• _Texte fourni_:

· · · · · · ·

Dr Corentin Monthiel, psychologue
Chercheur postdoctoral au Centre de recherche du CHUM et psychologue communautaire, le Dr Monthiel est professeur associé au Département de psychologie de l’Université du Québec à Montréal.

 

Liesette Brunson
Titulaire d'un doctorat en psychologie (profil recherche), Mme Brunson est professeure au Département de psychologie de l'UQAM. Elle s’intéresse aux environnements favorables à la santé et au bien-être des enfants et de leur famille.

 

 


Bien que la genèse de la psychologie communautaire comme discipline soit souvent associée à un colloque américain tenu en 1965, ses origines se tracent pourtant au Canada, où William Line utilise ce terme pour la première fois en 1951 pour décrire une approche en psychologie axée sur la prévention et l’intervention sociale (Babarik, 1979). La spécialisation prend son envol dans les années 1960 et 1970, portée par des mouvements sociaux en faveur de la paix, de l’égalité, des droits civiques et de la désinstitutionnalisation (Nelson et al., 2007). La spécialisation de la psychologie communautaire se structure progressivement à l’échelle nationale et internationale avec la création d’une division qui lui est consacrée au sein de l’American Psychological Association en 1966, puis au sein de la Société canadienne de psychologie en 1983.

L’émergence et l’évolution de la psychologie communautaire au Québec

Dans ces années de transformations sociales, le Québec offre un terrain particulièrement fertile pour l’essor de la psychologie communautaire. La Révolution tranquille a remis en question les structures d’autorité traditionnelles – notamment l’Église et l’État fédéral –, ce qui a donné lieu à une conscience identitaire et à un projet collectif de modernisation et d’émancipation au sein duquel nombre de citoyennes et de citoyens revendiquent un Québec plus juste et solidaire. En psychologie et en santé mentale, plusieurs remettent en question l’explication des troubles d’un point de vue exclusivement individuel et se tournent vers des pratiques visant l’égalisation des chances et la lutte contre des conditions d’exclusion. Le système de santé universel amène des psychologues à servir une population diversifiée, ce qui favorise une conscience accrue des conditions sociales dans le travail clinique. Les changements du système de santé en phase avec le rapport Lalonde, en 1974, prônent la prévention et la participation citoyenne, et l’émergence des CLSC joue un rôle clé en intégrant des approches psychosociales et communautaires. La psychologie communautaire a évolué au Québec dans cet esprit du temps et a contribué pleinement à son affirmation.

· · · · · · ·

• _Énoncé du problème_:
Transcrivez sans rien modifier le passage du texte sur la psychologie communautaire compris entre « Bien que la » et « psychologie en 1983. », ces deux segments inclus.

• _Données fournies_:

· · · · · · ·

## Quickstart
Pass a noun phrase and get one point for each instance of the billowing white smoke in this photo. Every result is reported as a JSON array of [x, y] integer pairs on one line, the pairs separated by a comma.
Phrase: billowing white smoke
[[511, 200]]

· · · · · · ·

• _Résultat correct_:
Bien que la genèse de la psychologie communautaire comme discipline soit souvent associée à un colloque américain tenu en 1965, ses origines se tracent pourtant au Canada, où William Line utilise ce terme pour la première fois en 1951 pour décrire une approche en psychologie axée sur la prévention et l’intervention sociale (Babarik, 1979). La spécialisation prend son envol dans les années 1960 et 1970, portée par des mouvements sociaux en faveur de la paix, de l’égalité, des droits civiques et de la désinstitutionnalisation (Nelson et al., 2007). La spécialisation de la psychologie communautaire se structure progressivement à l’échelle nationale et internationale avec la création d’une division qui lui est consacrée au sein de l’American Psychological Association en 1966, puis au sein de la Société canadienne de psychologie en 1983.